| OBJECTIVE |
From the line containing "Task: indicate one point on every instance of the woman holding" to the end of the data, retype every line exactly and nothing else. Drop the pictures.

* * * *

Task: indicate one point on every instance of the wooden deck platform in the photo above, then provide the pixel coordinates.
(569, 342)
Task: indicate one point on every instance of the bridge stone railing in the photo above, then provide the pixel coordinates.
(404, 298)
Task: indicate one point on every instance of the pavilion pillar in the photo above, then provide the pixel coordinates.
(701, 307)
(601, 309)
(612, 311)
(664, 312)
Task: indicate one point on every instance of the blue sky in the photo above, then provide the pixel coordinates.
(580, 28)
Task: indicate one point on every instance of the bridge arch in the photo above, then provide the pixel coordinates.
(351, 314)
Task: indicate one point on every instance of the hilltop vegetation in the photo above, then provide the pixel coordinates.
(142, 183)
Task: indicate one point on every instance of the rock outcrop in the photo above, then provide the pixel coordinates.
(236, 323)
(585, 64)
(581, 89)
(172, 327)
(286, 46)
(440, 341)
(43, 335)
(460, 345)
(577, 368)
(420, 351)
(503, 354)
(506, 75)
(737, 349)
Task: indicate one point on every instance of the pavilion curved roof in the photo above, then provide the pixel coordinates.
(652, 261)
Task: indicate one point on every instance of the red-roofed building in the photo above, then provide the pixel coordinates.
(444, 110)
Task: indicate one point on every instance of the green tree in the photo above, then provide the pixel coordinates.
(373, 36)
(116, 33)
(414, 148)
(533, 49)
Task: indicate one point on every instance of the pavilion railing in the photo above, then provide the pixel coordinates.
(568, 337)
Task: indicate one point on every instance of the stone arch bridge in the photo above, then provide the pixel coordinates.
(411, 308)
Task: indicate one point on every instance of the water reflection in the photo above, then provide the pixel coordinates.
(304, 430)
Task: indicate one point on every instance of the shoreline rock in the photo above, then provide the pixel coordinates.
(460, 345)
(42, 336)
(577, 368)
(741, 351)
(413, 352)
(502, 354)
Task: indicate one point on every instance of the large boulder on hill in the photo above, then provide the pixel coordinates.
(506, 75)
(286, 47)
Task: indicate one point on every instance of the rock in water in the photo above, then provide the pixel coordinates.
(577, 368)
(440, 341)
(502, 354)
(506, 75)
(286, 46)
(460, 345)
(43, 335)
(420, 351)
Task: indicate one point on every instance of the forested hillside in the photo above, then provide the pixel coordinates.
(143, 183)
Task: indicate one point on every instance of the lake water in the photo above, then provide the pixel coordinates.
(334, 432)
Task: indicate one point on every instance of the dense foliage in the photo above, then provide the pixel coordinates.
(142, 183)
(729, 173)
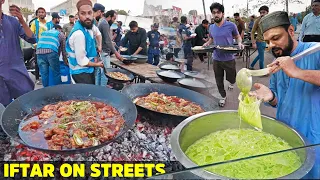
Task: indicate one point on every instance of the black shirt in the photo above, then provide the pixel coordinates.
(201, 33)
(136, 40)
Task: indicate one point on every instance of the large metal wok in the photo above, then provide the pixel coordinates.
(35, 100)
(200, 125)
(137, 90)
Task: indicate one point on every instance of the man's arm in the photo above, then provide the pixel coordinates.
(303, 27)
(62, 40)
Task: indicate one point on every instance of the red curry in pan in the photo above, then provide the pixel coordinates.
(71, 124)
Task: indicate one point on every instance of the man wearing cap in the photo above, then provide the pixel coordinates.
(187, 41)
(98, 10)
(68, 27)
(55, 20)
(294, 85)
(137, 38)
(107, 46)
(310, 28)
(258, 42)
(50, 45)
(222, 33)
(81, 46)
(154, 51)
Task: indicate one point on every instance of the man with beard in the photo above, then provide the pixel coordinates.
(55, 21)
(98, 10)
(137, 38)
(14, 78)
(222, 33)
(310, 28)
(294, 86)
(81, 46)
(202, 36)
(68, 27)
(107, 46)
(38, 26)
(153, 50)
(187, 42)
(259, 41)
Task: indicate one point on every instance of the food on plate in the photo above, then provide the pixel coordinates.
(169, 66)
(228, 48)
(233, 144)
(168, 104)
(118, 76)
(123, 49)
(170, 74)
(71, 124)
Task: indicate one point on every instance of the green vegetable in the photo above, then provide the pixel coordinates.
(240, 143)
(249, 110)
(77, 140)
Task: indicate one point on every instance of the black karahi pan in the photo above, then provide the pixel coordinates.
(35, 100)
(130, 75)
(143, 89)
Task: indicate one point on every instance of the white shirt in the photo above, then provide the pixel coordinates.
(77, 43)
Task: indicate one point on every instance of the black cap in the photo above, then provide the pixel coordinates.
(55, 15)
(155, 25)
(98, 7)
(273, 20)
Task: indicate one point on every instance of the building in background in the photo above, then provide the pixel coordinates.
(67, 7)
(22, 3)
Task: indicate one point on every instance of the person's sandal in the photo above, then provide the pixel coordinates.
(222, 102)
(231, 86)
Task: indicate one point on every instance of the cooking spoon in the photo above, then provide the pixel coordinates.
(244, 76)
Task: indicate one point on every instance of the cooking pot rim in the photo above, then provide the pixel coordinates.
(187, 163)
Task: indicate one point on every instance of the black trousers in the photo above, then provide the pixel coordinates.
(219, 68)
(201, 56)
(311, 38)
(84, 78)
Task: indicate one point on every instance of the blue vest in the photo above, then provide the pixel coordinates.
(75, 68)
(36, 22)
(49, 40)
(49, 25)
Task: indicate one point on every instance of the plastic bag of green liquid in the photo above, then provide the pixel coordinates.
(249, 110)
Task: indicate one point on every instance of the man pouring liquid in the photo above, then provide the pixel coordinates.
(294, 86)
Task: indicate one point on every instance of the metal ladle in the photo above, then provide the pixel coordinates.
(244, 76)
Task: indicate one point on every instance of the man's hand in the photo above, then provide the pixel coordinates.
(15, 11)
(287, 65)
(262, 92)
(118, 56)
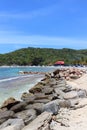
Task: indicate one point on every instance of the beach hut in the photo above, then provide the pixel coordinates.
(59, 63)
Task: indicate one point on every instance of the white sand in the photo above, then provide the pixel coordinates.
(77, 118)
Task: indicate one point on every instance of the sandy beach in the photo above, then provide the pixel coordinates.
(53, 103)
(77, 119)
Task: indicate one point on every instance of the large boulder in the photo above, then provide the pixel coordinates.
(12, 124)
(5, 115)
(40, 122)
(27, 115)
(9, 103)
(52, 107)
(71, 95)
(19, 107)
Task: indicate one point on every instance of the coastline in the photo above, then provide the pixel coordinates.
(16, 86)
(50, 104)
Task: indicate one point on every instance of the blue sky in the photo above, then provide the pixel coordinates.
(43, 23)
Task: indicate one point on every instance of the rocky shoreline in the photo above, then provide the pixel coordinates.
(47, 105)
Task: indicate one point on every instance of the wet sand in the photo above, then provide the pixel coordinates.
(15, 87)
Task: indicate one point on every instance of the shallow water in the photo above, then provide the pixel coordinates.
(12, 84)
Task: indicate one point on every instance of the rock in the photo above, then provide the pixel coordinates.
(71, 95)
(39, 96)
(54, 125)
(58, 92)
(12, 124)
(9, 103)
(56, 72)
(27, 97)
(47, 90)
(36, 89)
(5, 115)
(39, 122)
(52, 107)
(82, 93)
(27, 115)
(65, 103)
(35, 106)
(42, 101)
(19, 107)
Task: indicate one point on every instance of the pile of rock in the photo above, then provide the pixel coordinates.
(39, 108)
(30, 72)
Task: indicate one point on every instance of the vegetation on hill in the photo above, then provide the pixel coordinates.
(43, 56)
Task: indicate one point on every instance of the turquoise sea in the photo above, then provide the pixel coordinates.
(13, 84)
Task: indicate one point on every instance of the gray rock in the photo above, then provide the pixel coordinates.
(5, 115)
(27, 116)
(58, 91)
(39, 122)
(19, 107)
(52, 107)
(82, 93)
(71, 95)
(65, 103)
(47, 90)
(14, 124)
(27, 97)
(42, 101)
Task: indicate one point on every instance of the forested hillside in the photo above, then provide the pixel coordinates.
(43, 56)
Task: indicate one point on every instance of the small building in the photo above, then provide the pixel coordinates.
(59, 63)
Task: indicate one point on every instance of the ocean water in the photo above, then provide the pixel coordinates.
(13, 84)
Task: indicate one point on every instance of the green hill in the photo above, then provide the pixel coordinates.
(43, 56)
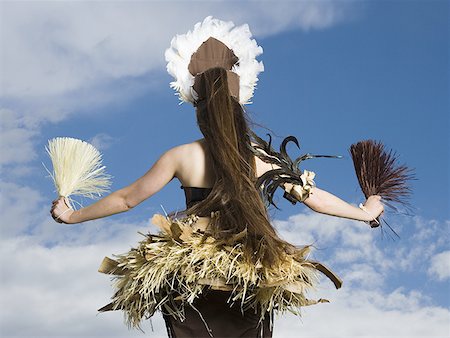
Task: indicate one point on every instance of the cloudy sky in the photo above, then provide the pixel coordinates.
(335, 73)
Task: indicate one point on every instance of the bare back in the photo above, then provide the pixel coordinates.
(195, 167)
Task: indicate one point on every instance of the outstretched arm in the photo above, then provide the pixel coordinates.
(126, 198)
(323, 202)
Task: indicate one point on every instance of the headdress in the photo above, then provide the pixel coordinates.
(214, 43)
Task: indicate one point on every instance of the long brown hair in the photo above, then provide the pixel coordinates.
(224, 125)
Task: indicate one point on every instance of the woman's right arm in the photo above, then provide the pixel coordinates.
(326, 203)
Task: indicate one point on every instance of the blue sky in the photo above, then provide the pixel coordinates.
(335, 73)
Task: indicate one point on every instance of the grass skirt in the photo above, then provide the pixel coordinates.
(171, 270)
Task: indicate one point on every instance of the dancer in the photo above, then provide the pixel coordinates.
(219, 268)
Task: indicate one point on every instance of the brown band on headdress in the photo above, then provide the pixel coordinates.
(233, 85)
(213, 53)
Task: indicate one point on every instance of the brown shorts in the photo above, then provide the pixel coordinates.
(222, 320)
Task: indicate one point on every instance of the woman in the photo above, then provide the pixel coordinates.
(218, 174)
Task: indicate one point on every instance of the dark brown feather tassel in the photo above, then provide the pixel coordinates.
(379, 173)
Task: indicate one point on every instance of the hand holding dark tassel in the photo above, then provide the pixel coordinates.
(379, 174)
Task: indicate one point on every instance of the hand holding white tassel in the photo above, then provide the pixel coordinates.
(77, 170)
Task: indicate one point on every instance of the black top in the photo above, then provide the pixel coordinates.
(194, 195)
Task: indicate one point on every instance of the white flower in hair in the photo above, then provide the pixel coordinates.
(237, 38)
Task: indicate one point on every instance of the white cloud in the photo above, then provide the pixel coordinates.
(102, 141)
(49, 278)
(57, 48)
(440, 266)
(16, 138)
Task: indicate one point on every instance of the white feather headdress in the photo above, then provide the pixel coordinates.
(238, 39)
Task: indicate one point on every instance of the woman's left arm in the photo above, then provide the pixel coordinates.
(161, 173)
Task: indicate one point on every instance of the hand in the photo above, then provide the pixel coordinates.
(61, 211)
(374, 206)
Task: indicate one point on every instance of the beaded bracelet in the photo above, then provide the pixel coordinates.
(363, 208)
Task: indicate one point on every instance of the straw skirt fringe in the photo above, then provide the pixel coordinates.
(181, 269)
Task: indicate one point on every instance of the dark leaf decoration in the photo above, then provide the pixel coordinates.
(379, 173)
(288, 170)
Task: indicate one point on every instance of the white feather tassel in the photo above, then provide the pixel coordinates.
(237, 38)
(77, 168)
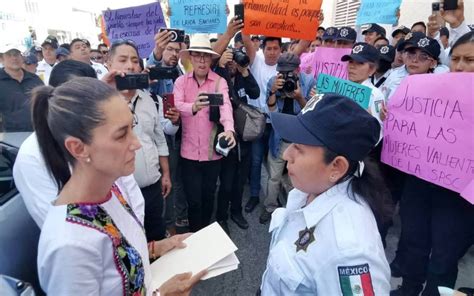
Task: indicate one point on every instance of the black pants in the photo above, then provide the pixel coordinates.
(437, 230)
(234, 174)
(154, 223)
(199, 181)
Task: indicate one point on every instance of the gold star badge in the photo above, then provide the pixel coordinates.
(306, 237)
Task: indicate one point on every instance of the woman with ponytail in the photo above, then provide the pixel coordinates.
(326, 242)
(92, 241)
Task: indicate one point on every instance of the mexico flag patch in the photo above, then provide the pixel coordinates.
(355, 280)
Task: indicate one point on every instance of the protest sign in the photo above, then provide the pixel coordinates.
(378, 11)
(282, 18)
(429, 130)
(138, 23)
(325, 60)
(355, 91)
(198, 16)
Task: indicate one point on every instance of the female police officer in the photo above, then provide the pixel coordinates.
(325, 242)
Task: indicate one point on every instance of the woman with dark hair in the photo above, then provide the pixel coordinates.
(437, 223)
(92, 242)
(462, 54)
(325, 242)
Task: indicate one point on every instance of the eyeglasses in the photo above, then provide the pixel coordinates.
(119, 42)
(422, 57)
(174, 50)
(205, 57)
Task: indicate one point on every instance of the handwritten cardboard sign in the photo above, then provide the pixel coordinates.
(282, 18)
(355, 91)
(378, 11)
(429, 130)
(198, 16)
(138, 23)
(325, 60)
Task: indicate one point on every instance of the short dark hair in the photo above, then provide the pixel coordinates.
(69, 69)
(466, 38)
(71, 109)
(79, 40)
(269, 39)
(66, 46)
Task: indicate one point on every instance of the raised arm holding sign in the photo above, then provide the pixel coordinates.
(138, 23)
(429, 130)
(297, 19)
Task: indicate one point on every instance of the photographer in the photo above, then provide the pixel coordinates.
(151, 162)
(200, 122)
(166, 55)
(233, 67)
(288, 93)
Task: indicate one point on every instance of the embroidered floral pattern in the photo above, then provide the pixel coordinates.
(127, 259)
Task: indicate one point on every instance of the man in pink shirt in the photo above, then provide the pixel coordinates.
(201, 163)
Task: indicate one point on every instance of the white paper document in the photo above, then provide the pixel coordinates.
(210, 249)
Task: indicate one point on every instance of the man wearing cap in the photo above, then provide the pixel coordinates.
(329, 37)
(62, 54)
(362, 63)
(287, 101)
(48, 49)
(325, 241)
(384, 65)
(346, 37)
(16, 85)
(399, 33)
(373, 32)
(200, 128)
(81, 51)
(420, 56)
(30, 63)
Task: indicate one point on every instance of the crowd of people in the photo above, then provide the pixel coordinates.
(109, 174)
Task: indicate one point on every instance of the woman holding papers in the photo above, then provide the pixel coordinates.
(92, 242)
(326, 242)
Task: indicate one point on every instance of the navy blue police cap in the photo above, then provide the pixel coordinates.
(332, 121)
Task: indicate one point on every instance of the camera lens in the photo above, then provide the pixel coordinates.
(241, 58)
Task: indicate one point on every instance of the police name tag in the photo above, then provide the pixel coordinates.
(355, 280)
(306, 237)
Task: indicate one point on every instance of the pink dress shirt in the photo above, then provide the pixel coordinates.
(196, 129)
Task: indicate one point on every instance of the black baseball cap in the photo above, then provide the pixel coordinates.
(51, 40)
(401, 29)
(330, 33)
(288, 62)
(444, 32)
(362, 52)
(346, 34)
(331, 120)
(30, 59)
(375, 28)
(387, 53)
(421, 41)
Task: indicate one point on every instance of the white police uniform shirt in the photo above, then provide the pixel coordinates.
(376, 100)
(397, 75)
(345, 258)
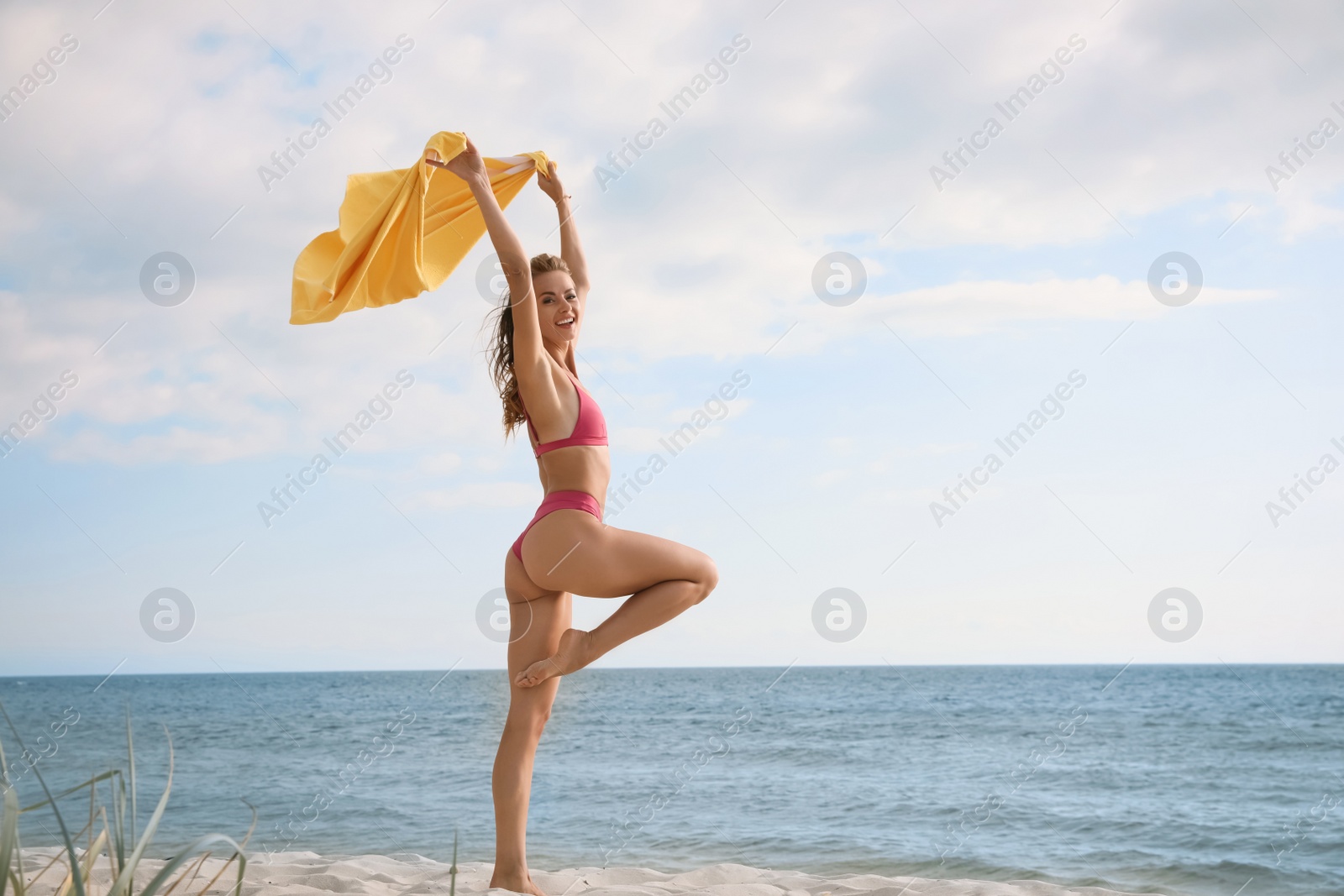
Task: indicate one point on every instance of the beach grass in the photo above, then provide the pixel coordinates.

* * * *

| THE COMPLETED TASK |
Task: indicate one point on every instance of the woman holding papers in the photo above, then provide the pixel coordinates.
(92, 242)
(326, 242)
Task: indicate one point on every instance of the navy blue police cap in the photo above, then provide the pixel coordinates.
(332, 121)
Task: indicate one point on every instance of the camera lens in the photo above, then provide the pixel coordinates.
(241, 58)
Task: indicate one point on every instance of the police name tag in the photo above, then provide the pixel coordinates.
(355, 280)
(306, 237)
Task: indicate one point on every instance of the pink dress shirt in the photo above, then provide the pixel coordinates.
(196, 129)
Task: indicate one point on every instance of the black baseball cap in the photo above, then provide the pixel coordinates.
(51, 40)
(401, 29)
(330, 33)
(288, 62)
(444, 32)
(362, 52)
(346, 34)
(331, 120)
(30, 59)
(375, 28)
(387, 53)
(421, 41)
Task: indicate one point on every instance of the white police uniform shirt in the photo above, then provide the pixel coordinates.
(376, 100)
(397, 75)
(345, 258)
Task: indicate one point on every instance of the beach grass in the photo above, then provide the pixel coordinates.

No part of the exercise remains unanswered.